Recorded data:
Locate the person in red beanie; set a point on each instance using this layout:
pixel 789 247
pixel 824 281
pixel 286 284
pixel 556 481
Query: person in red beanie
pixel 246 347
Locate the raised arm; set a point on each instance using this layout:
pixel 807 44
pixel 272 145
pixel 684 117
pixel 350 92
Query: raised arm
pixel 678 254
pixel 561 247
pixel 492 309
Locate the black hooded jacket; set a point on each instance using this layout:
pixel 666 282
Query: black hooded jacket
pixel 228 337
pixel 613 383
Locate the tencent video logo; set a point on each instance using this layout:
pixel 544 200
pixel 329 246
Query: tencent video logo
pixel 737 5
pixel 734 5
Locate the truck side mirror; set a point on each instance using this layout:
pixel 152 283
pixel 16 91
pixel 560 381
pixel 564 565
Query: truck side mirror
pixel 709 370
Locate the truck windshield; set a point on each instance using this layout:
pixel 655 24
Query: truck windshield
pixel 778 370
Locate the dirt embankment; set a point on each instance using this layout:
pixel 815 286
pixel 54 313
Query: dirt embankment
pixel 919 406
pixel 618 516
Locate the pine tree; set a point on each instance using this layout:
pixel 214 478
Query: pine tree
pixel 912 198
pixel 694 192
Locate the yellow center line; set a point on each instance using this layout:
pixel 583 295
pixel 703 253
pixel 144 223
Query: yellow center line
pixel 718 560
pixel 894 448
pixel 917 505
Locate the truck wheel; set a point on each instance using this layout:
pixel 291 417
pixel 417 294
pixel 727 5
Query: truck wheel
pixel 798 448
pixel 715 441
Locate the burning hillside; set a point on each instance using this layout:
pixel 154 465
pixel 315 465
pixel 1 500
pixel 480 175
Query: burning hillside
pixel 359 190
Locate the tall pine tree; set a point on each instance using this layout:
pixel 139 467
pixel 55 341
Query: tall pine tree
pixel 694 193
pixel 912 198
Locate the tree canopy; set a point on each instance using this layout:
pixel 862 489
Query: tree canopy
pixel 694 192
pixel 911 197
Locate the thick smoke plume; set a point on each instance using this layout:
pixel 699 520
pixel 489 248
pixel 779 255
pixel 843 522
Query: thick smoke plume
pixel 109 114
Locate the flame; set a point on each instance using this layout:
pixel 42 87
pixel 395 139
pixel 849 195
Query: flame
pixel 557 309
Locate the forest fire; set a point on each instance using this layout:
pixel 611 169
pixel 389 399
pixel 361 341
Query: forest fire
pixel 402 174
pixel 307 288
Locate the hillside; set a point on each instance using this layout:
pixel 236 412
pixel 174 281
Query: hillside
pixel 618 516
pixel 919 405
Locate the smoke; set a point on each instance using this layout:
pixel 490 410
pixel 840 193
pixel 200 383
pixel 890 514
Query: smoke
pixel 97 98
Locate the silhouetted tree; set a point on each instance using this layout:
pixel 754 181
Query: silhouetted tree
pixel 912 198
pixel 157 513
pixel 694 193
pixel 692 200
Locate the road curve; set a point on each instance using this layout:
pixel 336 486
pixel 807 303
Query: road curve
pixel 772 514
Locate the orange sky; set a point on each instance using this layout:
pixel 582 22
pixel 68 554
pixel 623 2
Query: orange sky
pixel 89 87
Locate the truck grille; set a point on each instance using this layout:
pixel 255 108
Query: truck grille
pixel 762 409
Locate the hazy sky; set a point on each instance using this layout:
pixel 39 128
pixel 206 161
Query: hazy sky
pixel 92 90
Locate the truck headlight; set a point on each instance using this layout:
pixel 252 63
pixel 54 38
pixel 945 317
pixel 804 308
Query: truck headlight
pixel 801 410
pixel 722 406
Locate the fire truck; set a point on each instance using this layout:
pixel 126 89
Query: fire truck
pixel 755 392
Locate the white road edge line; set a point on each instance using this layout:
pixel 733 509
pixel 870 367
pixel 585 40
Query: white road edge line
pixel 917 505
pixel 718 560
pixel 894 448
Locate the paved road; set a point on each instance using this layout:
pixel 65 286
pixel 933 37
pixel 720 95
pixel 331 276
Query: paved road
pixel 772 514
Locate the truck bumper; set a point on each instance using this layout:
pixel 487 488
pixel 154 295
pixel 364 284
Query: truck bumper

■ Exercise goal
Print the lines above exactly, starting at the line containing "Locate the truck windshield;" and ending at the line containing "pixel 109 114".

■ Solution for this exercise
Locate the truck windshield; set a point on each instance using this layout:
pixel 655 24
Query: truck windshield
pixel 778 370
Locate the dirt embankment; set a point on each instance using this layout:
pixel 815 286
pixel 54 313
Query: dirt embankment
pixel 919 406
pixel 618 516
Locate the pine tree; set a point on each instance using this layout:
pixel 214 478
Query: pine tree
pixel 912 198
pixel 694 192
Locate the yellow center line; set a point on each instance using this layout:
pixel 583 295
pixel 703 253
pixel 144 223
Query: yellow center line
pixel 718 560
pixel 894 448
pixel 917 505
Locate the truck wheel; set a point on each instance using this layout:
pixel 291 417
pixel 417 294
pixel 727 5
Query: truck wheel
pixel 798 448
pixel 715 441
Locate the burning hillside; set a point on each instance using this layout:
pixel 154 465
pixel 315 465
pixel 1 500
pixel 480 175
Query: burning hillside
pixel 359 190
Locate the tall pine tree; set a point on each instance using this layout:
pixel 139 467
pixel 55 341
Query: tall pine tree
pixel 694 193
pixel 912 198
Locate the tree canopy; set a point on each instance using this layout:
pixel 862 489
Query: tree canopy
pixel 694 192
pixel 911 197
Locate the thick smoke plume; set a point on each instance using this layout:
pixel 699 520
pixel 489 248
pixel 779 255
pixel 843 522
Query: thick smoke plume
pixel 109 114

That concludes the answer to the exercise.